STATE COLLEGE, Pa., Oct. 11 (UPI) -- Letters sent to the judge who sentenced former Penn State assistant football coach Jerry Sandusky said the boys who accused him of sexual abuse were liars.
The letters, which weren't read during Tuesday's sentencing, were sent to Common Pleas Judge John Cleland by Sandusky and his wife, Dottie Sandusky. The letters depicted the boys Sandusky was convicted of assaulting sexually as ungrateful and liars, and themselves as victims of a conspiracy, CNN reported Thursday.
Sandusky was sentenced Tuesday In letters to the judge who would sentence the former coach, the Sanduskys portrayed themselves as virtuous victims of a vast conspiracy. They blamed powerful, image-conscious forces at Penn State University, lying cops, ambitious prosecutors and a scandal-hungry news media.
Sandusky, 68, was sentenced Tuesday to not less than 30 years, and not more than 60 years in prison. Sandusky was convicted on 45 counts of sexually assaulting boys.
In the letters, the ex-coach offered little sympathy for the 10 boys he was convicted of molesting, instead trying to shift the blame, noting that the boys came from unstable homes, CNN said.
"Nobody mentioned the impact of abandonment, neglect, abuse, insecurity and conflicting messages that the biological parents might have had in this," he wrote.
As the prosecution's case in chief neared its end, Matt Sandusky, who was 18 when the Sanduskys adopted him after he spent time with them in foster care, told investigators that the coach molested him as well.
He did not testify at trial. Jerry Sandusky, however, said his adopted son's abandonment and potentially damaging testimony prevented him from testifying on his own behalf, CNN reported.
Dottie Sandusky lashed out at her adopted son, writing, "We have forgiven him many times for all he has done to our family, thinking that he was changing his life, but he would always go back to his stealing and lies. He has been [diagnosed] bipolar, but he refuses to take his medicine."
She also said she no longer has belief in the police or the legal system.
"To think that they can lie and get by with the lies," she wrote. "The press has been unbelievable. People who have not met us are writing untruths."

_WORK TO BE COMPLETED_: According to the article on the Sandusky letters, what prison sentence did Jerry Sandusky receive on Tuesday? The lines that come next are separate material, unrelated to the article.

_Extracted lines_:
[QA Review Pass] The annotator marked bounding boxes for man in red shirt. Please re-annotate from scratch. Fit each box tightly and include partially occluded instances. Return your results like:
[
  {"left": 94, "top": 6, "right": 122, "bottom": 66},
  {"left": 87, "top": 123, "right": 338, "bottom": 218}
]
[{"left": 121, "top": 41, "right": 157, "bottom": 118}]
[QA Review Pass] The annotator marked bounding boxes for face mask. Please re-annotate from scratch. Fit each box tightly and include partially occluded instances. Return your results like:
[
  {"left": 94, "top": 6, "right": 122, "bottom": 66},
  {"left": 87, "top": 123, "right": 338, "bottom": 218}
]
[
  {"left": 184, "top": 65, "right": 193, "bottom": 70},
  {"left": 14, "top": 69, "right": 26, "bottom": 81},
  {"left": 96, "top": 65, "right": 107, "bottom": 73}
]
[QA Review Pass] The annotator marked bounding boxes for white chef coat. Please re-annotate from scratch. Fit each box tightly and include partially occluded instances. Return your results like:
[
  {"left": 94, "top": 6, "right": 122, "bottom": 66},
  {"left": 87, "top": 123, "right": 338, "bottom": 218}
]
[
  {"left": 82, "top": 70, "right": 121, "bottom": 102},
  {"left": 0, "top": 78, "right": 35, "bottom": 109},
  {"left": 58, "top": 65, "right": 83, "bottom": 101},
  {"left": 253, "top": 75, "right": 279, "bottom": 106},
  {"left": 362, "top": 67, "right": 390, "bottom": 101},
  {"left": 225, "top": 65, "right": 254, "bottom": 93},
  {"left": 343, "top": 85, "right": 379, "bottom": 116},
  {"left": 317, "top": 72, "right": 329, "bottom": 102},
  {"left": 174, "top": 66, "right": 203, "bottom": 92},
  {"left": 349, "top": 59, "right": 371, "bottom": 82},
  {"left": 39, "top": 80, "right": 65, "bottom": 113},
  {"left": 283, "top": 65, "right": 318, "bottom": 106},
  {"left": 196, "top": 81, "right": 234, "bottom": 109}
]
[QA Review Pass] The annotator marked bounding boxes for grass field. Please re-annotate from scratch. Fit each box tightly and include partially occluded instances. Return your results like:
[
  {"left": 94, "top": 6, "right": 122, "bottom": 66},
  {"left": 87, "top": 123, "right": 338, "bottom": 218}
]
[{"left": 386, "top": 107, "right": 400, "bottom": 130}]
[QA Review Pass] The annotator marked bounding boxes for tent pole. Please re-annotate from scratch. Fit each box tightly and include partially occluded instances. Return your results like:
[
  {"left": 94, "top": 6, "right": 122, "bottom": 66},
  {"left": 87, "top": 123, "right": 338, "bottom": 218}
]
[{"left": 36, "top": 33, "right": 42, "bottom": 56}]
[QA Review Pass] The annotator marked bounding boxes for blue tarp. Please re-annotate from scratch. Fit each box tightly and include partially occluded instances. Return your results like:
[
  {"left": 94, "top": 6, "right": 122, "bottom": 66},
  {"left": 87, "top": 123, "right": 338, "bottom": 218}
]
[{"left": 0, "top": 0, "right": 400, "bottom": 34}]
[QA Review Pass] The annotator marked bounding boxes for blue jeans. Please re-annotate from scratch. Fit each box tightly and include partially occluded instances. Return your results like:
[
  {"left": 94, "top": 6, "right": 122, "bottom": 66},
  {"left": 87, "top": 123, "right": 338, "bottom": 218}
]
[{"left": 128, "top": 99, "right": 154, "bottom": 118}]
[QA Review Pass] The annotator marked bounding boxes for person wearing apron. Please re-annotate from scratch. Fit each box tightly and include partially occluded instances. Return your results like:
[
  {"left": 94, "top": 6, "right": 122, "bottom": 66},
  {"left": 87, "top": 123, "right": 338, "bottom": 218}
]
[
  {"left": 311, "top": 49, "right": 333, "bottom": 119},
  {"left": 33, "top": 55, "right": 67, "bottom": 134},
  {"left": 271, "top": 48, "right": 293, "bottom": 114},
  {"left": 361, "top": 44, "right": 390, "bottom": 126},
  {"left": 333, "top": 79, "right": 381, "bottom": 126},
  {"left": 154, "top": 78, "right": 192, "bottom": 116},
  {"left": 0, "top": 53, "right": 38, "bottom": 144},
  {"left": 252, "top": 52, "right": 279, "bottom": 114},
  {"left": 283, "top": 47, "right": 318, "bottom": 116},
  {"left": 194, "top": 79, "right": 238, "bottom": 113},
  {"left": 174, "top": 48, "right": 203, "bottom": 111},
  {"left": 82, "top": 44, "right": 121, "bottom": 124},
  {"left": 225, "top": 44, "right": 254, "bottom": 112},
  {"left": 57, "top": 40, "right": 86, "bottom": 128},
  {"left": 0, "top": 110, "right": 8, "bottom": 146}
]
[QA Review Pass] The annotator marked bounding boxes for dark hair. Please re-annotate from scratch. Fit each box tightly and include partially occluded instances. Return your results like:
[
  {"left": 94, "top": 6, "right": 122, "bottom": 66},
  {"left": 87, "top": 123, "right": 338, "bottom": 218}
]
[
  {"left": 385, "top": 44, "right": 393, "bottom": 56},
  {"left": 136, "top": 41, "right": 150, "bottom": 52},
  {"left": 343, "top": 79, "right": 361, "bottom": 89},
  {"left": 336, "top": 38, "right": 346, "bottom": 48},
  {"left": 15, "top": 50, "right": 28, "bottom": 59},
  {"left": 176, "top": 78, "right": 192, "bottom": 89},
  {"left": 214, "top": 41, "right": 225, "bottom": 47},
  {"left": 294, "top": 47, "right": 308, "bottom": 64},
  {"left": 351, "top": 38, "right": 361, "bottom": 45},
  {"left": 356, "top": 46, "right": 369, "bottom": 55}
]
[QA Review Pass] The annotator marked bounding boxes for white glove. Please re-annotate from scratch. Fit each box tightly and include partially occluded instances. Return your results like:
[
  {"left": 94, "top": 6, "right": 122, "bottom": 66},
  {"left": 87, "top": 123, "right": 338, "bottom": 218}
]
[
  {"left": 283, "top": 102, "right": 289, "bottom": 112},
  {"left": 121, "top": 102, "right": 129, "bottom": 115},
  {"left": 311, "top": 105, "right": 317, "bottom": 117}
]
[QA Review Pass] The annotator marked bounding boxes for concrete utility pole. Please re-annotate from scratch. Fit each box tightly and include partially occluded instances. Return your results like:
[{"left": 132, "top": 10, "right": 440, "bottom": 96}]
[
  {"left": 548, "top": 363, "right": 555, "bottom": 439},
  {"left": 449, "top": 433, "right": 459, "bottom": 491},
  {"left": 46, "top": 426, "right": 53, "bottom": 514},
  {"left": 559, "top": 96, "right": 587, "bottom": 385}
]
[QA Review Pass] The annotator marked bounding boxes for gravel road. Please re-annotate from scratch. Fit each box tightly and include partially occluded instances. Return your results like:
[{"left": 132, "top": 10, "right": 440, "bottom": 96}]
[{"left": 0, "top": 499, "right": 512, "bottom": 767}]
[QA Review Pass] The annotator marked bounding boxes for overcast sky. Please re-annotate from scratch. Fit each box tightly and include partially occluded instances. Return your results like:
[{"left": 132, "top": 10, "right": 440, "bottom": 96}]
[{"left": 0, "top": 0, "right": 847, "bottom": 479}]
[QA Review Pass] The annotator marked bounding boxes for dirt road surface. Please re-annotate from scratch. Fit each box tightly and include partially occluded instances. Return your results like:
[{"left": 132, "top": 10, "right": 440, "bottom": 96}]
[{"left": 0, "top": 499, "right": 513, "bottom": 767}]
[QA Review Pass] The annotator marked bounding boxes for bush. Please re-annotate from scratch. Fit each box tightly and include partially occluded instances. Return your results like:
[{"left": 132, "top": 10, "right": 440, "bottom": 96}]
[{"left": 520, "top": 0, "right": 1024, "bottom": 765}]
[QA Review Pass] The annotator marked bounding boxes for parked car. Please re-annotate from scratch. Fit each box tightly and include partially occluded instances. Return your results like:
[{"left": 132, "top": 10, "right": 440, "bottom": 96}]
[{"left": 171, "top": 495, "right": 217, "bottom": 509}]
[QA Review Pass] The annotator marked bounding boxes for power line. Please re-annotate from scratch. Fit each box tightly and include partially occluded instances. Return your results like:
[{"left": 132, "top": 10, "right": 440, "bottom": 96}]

_ANSWER FOR THE TASK_: Not less than 30 years and not more than 60 years in prison.